Article:
____________

In [156]:
%load_ext autoreload
%autoreload 2
%matplotlib inline
import matplotlib.pyplot as plt
import pandas as pd
import numpy as np
import random
from collections import defaultdict


The autoreload extension is already loaded. To reload it, use:
  %reload_ext autoreload

In [157]:
def read_transactions(flname):
    fl = open(flname)
    customer_trans = defaultdict(lambda: defaultdict(list))
    for ln in fl:
        customer_name, customer_zipcode, trans_time, trans_product = ln.split(",")
        trans_product = trans_product.split(":")
        customer_trans[customer_name][float(trans_time)].append(trans_product)
    fl.close()
    return customer_trans

In [158]:
transactions = read_transactions("../src/python/transactions.txt")

In [159]:
len(transactions)


Out[159]:
1000

In [160]:
customer_trans_counts = []
for customer, customer_trans in transactions.iteritems():
    customer_trans_counts.append(len(customer_trans) / 5.0)
plt.hist(customer_trans_counts)
plt.xlabel("Average Transactions per Year", fontsize=16)
plt.ylabel("Number of Customers", fontsize=16)


Out[160]:
<matplotlib.text.Text at 0x10acc0dd0>

In [161]:
time_between_trans = []
for customer, customer_trans in transactions.iteritems():
    times = sorted(customer_trans.keys())
    previous_time = times[0]
    for next_time in times[1:]:
        diff = next_time - previous_time
        previous_time = next_time
        time_between_trans.append(diff)
plt.hist(time_between_trans)
plt.xlabel("Elapsed Time Between Transactions (Days)", fontsize=16)
plt.ylabel("Number of Transactions", fontsize=16)


Out[161]:
<matplotlib.text.Text at 0x115c45210>

In [162]:
dry_dog_food_purchases = defaultdict(list)
for customer, customer_trans in transactions.iteritems():
    for trans_time in sorted(customer_trans.keys()):
        items = customer_trans[trans_time]
        for item in items:
            category = item[0]
            if category == "dry dog food":
                dry_dog_food_purchases[customer].append(item)

____________

[Image outline annotation rows]
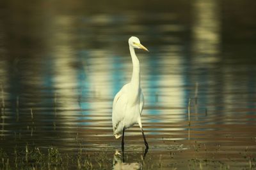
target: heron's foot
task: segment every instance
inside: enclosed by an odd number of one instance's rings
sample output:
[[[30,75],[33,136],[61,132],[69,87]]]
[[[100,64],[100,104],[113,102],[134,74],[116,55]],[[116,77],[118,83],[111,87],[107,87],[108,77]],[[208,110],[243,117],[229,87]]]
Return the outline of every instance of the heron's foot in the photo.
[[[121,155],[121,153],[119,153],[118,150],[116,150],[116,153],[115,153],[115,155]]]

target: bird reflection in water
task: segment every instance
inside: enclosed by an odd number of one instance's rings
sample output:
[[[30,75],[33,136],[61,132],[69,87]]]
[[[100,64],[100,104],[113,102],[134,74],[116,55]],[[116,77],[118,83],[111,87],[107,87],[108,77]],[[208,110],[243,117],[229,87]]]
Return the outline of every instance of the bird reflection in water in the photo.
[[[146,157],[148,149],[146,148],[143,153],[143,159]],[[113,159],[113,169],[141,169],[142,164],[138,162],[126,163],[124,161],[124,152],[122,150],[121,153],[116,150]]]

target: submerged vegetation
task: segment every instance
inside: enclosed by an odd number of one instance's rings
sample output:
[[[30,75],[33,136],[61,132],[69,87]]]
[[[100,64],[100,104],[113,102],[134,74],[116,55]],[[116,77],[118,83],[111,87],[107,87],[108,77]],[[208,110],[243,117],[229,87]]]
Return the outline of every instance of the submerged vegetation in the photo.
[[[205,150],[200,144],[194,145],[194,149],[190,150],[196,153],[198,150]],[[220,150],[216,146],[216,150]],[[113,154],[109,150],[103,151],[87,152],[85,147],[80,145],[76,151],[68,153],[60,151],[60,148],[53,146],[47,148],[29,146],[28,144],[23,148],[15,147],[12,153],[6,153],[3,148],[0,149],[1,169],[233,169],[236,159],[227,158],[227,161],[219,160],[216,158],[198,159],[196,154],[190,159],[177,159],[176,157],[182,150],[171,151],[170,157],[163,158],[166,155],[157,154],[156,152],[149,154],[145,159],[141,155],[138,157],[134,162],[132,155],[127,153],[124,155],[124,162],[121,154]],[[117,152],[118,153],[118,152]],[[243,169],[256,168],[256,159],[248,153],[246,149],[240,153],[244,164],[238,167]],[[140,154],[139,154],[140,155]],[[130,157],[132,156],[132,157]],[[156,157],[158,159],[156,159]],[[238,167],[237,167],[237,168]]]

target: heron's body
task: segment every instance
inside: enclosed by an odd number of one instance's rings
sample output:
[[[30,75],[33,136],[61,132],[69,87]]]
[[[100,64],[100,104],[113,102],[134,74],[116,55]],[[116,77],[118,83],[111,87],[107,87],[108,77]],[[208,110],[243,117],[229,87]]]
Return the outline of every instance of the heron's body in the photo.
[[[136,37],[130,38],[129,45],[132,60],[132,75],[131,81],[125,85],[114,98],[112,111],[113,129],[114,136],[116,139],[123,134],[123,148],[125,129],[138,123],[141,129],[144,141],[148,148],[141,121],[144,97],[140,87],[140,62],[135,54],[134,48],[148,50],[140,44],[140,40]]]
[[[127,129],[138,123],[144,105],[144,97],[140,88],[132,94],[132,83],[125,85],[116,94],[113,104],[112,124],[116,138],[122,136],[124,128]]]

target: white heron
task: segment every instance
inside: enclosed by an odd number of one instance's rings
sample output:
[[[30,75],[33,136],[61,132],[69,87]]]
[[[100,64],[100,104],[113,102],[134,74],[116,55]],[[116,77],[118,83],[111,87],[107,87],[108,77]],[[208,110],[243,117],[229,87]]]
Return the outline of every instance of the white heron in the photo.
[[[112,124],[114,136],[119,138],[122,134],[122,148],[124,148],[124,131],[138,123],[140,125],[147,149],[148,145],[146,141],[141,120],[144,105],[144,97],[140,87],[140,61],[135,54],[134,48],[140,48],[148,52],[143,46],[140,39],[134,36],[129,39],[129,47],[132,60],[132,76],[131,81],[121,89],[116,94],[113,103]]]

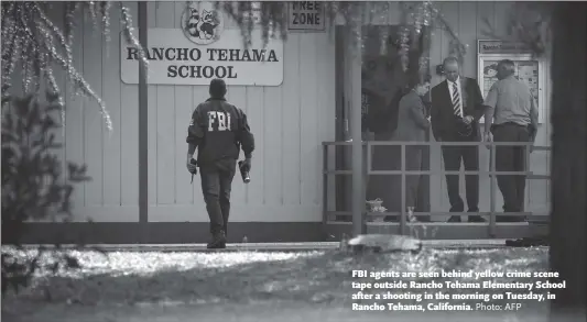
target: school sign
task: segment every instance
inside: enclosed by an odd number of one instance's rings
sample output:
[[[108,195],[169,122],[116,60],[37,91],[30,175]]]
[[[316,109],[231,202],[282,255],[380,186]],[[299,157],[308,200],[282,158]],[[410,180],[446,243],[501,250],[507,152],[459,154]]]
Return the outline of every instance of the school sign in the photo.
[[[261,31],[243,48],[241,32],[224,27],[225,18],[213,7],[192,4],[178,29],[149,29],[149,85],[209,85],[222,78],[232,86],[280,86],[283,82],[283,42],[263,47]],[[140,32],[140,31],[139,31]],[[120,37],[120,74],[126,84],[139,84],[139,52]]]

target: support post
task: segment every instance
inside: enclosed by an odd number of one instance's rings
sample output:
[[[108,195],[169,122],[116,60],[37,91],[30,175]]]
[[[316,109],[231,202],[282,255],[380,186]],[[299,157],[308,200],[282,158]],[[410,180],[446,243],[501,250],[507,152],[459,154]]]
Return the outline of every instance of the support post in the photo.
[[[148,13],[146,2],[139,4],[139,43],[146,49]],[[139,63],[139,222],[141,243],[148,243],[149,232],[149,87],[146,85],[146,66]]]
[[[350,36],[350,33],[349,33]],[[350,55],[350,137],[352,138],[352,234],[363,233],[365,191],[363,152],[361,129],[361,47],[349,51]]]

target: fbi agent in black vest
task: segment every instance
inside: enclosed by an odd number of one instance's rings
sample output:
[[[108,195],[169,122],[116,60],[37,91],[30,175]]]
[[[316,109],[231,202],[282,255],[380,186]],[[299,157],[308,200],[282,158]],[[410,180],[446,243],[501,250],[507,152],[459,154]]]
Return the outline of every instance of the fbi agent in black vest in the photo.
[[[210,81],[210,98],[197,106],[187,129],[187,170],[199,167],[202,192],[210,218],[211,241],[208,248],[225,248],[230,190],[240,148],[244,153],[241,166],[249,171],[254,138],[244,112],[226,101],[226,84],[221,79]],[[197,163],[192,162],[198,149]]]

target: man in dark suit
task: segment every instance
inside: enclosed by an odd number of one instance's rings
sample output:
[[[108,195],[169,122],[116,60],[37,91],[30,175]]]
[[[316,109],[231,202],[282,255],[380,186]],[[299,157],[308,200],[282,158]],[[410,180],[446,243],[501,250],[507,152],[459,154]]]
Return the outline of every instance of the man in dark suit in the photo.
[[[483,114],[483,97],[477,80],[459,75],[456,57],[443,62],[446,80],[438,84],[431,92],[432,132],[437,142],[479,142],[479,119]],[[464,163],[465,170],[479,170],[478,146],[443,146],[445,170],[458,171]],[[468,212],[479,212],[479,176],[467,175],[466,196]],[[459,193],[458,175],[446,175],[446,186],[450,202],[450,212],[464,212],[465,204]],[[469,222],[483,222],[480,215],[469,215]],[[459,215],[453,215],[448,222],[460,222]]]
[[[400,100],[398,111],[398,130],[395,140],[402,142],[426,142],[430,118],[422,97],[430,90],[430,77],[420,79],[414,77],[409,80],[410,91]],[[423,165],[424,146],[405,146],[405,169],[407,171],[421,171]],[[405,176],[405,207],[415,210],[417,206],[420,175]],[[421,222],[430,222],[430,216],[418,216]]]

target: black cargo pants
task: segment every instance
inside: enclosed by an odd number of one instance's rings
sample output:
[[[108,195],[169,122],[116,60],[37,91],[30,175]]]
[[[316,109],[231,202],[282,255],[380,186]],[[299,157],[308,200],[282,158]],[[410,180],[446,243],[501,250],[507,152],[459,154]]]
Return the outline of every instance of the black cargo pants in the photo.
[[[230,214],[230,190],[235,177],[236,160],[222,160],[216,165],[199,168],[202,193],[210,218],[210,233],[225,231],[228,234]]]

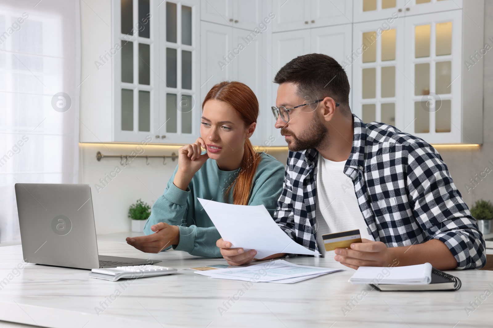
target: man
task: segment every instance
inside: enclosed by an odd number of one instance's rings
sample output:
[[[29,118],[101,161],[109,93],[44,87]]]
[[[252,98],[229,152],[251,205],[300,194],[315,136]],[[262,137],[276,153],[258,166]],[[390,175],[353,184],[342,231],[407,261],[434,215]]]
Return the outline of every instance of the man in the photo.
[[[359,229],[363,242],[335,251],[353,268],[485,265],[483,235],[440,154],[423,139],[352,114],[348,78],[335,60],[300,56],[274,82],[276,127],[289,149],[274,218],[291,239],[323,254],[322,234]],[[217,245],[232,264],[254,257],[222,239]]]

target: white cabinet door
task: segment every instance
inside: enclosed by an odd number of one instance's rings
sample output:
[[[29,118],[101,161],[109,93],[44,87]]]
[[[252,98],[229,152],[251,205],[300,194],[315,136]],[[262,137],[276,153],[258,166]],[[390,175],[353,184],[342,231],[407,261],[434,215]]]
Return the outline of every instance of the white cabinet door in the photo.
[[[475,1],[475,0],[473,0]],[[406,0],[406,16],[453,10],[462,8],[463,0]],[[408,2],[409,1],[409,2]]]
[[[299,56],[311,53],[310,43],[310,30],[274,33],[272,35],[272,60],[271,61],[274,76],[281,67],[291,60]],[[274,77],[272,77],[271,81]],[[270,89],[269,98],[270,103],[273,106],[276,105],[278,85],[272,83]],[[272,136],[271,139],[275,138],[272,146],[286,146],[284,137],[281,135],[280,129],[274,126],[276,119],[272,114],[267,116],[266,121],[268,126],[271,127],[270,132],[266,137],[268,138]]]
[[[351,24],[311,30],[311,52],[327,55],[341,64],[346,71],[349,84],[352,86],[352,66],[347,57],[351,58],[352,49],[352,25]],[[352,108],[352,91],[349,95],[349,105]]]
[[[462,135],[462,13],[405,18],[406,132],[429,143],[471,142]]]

____________

Work to do:
1. Repeat the passage of the transaction notebook that begins at the words "previous_time = times[0]" and stops after the words "time_between_trans.append(diff)".
2. Please reproduce the lines of the rows that begin at the line containing "target: man in dark suit" and stop after the line containing "Return the outline of every instance of the man in dark".

Expected outputs:
1.
previous_time = times[0]
    for next_time in times[1:]:
        diff = next_time - previous_time
        previous_time = next_time
        time_between_trans.append(diff)

2.
target: man in dark suit
task: segment every instance
inside: enclosed by an odd number of one instance's rings
sample output:
[[[108,195],[169,122],[116,60],[37,91],[30,175]]]
[[[316,109],[231,202],[282,255],[380,186]],[[299,157],[308,200],[282,158]],[[410,180],[446,243],[501,250],[507,152],[459,154]]]
Return the outline of every instance of the man in dark suit in the photo.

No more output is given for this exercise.